#### [Your objective]
Reproduce the entries below verbatim, beginning with the line containing "Where can you find the beachfront" and continuing through the line containing "<point>476,282</point>", including both of those lines. Include nothing outside that range.

☆ ☆ ☆ ☆ ☆

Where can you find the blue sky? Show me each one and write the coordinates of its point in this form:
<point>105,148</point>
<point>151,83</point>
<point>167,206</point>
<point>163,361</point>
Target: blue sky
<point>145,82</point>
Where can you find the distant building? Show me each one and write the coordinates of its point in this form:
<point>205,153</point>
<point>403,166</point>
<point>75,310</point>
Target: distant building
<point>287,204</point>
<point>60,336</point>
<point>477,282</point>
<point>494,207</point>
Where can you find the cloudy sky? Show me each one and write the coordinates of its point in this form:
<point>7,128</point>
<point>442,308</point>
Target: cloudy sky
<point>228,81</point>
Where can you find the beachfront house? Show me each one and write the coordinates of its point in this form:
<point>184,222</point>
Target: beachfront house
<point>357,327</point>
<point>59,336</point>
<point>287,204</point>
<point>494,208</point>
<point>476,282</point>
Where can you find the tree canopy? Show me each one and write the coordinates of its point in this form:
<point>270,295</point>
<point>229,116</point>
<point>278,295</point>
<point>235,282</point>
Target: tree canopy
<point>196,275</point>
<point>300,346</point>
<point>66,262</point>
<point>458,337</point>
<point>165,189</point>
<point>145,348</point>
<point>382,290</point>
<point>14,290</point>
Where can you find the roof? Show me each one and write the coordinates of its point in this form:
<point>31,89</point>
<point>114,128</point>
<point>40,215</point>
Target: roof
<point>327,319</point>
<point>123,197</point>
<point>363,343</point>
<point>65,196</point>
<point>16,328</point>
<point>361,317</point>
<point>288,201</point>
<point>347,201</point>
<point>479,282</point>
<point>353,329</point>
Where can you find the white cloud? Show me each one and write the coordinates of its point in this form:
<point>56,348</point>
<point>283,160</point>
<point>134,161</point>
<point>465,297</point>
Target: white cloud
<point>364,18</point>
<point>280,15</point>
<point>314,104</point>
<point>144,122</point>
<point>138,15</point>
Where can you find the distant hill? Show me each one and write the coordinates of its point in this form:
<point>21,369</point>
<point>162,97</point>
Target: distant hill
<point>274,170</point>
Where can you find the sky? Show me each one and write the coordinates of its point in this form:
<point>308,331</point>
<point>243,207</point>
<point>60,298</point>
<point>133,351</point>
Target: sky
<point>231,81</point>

☆ ☆ ☆ ☆ ☆

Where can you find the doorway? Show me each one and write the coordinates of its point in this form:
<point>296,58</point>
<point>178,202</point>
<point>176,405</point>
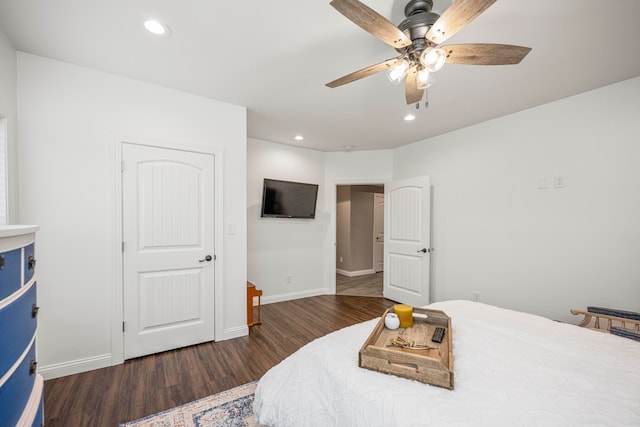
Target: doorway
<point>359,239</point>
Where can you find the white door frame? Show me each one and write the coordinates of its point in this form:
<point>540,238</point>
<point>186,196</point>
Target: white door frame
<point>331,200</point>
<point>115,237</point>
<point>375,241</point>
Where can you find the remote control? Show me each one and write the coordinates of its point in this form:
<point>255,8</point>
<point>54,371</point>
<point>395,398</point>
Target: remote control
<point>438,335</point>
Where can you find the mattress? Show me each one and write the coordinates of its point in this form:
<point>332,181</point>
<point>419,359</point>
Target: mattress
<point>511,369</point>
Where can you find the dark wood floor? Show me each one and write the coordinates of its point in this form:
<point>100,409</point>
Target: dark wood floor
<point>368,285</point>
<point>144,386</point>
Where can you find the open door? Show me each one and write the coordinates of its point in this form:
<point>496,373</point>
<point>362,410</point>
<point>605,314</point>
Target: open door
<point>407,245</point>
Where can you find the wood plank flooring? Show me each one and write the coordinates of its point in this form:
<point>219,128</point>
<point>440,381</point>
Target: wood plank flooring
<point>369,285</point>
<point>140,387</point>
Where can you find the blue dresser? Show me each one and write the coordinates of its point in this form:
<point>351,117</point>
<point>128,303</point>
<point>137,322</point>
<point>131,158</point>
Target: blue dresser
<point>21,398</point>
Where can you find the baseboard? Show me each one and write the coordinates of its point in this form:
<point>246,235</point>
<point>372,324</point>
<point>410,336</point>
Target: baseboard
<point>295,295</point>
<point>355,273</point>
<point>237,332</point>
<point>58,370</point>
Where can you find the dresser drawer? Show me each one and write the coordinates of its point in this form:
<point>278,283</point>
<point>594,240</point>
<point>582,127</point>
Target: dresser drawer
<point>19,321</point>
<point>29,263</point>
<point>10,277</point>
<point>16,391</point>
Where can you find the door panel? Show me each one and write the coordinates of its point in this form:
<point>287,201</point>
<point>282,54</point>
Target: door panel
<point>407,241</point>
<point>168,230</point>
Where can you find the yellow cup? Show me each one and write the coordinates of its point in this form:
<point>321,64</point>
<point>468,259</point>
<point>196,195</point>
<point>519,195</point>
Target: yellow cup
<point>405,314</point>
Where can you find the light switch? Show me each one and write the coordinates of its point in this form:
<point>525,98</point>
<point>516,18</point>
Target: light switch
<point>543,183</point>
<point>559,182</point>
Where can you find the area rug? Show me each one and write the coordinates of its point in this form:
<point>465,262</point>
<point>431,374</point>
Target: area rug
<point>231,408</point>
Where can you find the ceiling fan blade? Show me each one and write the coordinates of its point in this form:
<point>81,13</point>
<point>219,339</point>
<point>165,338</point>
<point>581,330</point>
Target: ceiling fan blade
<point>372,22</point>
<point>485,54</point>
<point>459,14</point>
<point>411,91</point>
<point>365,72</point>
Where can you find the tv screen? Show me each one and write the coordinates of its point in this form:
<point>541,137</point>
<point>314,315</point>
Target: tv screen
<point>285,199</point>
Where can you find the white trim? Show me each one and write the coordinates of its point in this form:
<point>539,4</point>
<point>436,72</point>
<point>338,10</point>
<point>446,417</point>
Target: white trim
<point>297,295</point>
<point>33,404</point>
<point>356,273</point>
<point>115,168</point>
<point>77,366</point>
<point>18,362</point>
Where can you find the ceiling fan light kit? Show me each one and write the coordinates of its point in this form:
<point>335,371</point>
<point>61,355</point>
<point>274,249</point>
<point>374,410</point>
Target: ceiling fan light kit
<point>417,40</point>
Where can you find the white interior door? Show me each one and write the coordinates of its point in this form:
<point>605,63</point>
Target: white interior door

☆ ☆ ☆ ☆ ☆

#### [The response]
Where can you find the beachfront house? Show me each one and write the coordinates of its point in this form:
<point>184,222</point>
Target: beachfront house
<point>357,327</point>
<point>59,336</point>
<point>287,204</point>
<point>494,208</point>
<point>476,282</point>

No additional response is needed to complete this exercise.